*Job:* In the blog post about dynamic configuration, what does the DynConf wrapper add on top of the DynamoDB table call?

Deploying code has a cost. It can take time, may require application restart, and (hopefully) has safeguarding processes that add friction. That’s where dynamic configuration comes into play. As the name suggests, dynamic configuration is the ability to change the behavior of a system on the fly. This is incredibly useful for things like feature flags, dev-ops switches, network routing, and customizing behavior for different customers. Most companies will have dynamic configuration of some kind, and some even develop their own systems for it such as Netflix’s Archaius or Twitter’s ConfigBus.
In this blog post, I’ll talk about one particular tool we’ve used for dynamic configuration since very early on at Amplitude. We lovingly refer to it as DynConf.
What is DynConf?
At its core, DynConf is a wrapper around a DynamoDB table call that supports getting string key-value pairs. The wrapper simply adds a layer of local caching with a periodic refresh on any fetched keys, and also provides some type casting and defaulting of the fetched string values.

*Supplied material:*
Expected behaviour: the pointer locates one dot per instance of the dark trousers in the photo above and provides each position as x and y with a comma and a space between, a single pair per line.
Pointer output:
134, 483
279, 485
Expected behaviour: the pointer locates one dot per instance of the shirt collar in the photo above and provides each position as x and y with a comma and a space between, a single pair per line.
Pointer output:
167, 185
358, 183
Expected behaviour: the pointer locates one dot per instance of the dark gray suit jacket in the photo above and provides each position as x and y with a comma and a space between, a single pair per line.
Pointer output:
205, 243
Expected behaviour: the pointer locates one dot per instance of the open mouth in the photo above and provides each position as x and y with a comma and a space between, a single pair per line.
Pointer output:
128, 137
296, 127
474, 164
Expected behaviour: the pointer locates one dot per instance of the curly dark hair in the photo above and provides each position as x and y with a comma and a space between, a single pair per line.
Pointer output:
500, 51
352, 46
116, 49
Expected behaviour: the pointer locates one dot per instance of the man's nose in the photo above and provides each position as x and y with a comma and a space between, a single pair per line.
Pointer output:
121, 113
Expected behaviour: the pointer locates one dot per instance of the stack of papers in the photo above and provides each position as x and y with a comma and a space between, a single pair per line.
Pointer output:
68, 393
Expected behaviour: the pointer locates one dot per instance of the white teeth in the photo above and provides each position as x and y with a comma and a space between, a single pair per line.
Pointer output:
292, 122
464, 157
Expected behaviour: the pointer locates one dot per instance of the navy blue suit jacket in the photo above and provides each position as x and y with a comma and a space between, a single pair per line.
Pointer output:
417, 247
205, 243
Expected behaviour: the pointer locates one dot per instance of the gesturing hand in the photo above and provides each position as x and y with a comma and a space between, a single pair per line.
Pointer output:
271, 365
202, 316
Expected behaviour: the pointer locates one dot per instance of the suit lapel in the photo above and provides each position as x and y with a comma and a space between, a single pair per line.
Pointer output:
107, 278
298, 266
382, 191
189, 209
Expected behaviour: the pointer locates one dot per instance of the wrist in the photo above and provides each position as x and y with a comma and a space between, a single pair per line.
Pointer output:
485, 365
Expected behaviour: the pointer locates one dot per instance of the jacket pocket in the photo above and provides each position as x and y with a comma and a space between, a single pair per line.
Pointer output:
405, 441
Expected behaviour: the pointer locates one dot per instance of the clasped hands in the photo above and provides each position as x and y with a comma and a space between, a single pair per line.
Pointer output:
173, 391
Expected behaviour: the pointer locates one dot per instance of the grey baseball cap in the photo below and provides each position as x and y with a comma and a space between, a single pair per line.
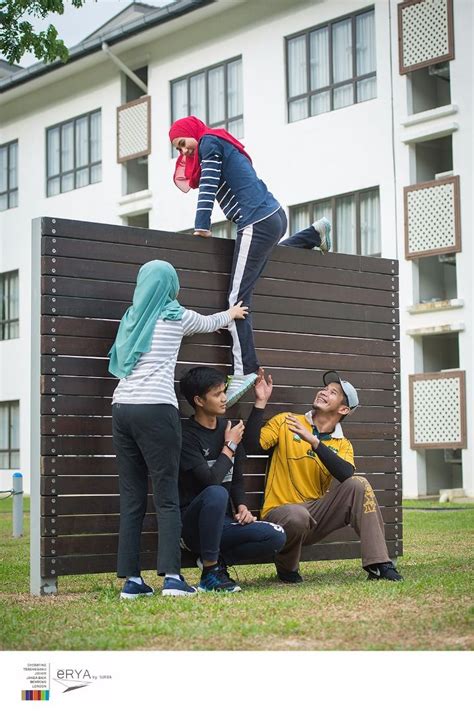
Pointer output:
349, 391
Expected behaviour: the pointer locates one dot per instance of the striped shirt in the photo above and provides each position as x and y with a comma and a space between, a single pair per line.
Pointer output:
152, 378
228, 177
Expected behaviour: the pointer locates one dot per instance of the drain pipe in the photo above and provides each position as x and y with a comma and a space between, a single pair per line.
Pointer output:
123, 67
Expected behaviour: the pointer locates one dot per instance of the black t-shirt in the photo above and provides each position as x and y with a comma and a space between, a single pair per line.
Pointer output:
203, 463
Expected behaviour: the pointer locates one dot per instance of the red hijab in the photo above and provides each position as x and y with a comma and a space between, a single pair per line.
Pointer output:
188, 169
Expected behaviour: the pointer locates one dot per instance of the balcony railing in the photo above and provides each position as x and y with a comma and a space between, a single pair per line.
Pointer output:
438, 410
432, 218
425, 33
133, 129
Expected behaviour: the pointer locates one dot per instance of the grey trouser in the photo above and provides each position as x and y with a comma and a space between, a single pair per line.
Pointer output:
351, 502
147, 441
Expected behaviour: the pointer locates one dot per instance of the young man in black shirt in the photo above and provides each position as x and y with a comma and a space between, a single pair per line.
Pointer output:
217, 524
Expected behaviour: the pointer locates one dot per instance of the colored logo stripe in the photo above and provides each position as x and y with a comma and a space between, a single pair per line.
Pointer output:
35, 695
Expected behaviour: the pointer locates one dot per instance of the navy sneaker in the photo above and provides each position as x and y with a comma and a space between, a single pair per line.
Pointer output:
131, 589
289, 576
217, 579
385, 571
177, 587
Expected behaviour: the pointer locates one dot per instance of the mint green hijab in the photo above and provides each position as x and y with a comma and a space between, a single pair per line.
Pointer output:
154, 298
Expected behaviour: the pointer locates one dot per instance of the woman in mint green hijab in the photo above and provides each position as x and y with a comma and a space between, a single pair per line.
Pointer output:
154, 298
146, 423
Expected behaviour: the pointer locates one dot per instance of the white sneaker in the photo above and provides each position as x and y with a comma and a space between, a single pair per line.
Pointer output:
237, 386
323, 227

--

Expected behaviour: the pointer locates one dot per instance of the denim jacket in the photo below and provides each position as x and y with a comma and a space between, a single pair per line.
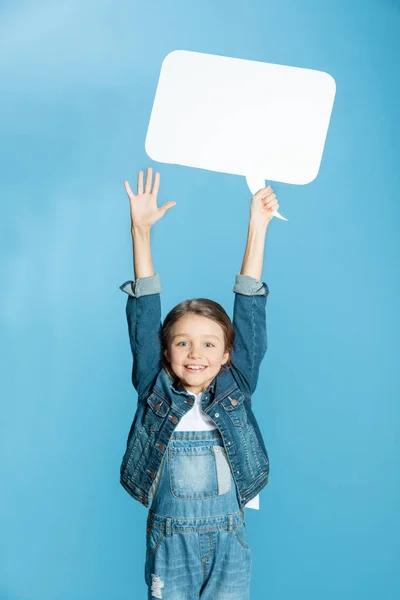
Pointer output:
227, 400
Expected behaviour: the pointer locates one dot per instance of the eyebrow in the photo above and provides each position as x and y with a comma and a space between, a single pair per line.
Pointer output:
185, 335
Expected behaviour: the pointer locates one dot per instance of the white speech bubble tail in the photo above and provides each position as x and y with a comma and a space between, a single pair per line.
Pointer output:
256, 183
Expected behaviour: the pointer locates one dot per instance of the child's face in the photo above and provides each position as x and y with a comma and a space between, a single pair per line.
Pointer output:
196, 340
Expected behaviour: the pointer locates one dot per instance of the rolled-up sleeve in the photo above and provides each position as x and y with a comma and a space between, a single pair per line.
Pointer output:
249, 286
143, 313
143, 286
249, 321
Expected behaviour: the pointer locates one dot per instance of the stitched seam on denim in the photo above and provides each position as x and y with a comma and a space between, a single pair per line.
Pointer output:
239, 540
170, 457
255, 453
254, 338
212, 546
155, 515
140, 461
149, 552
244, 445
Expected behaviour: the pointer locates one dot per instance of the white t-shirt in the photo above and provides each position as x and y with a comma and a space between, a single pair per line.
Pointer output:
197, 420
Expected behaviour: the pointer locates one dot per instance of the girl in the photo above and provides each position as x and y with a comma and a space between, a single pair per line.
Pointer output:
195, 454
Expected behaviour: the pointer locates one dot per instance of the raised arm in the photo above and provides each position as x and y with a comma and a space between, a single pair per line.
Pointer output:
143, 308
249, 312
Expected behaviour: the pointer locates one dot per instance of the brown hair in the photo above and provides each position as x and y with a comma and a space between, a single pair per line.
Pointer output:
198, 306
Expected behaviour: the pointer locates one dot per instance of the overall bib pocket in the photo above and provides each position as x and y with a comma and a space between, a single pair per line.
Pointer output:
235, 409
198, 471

*Solution to the problem:* It adds local caching with a periodic refresh on any fetched keys, plus type casting and defaulting of the fetched string values.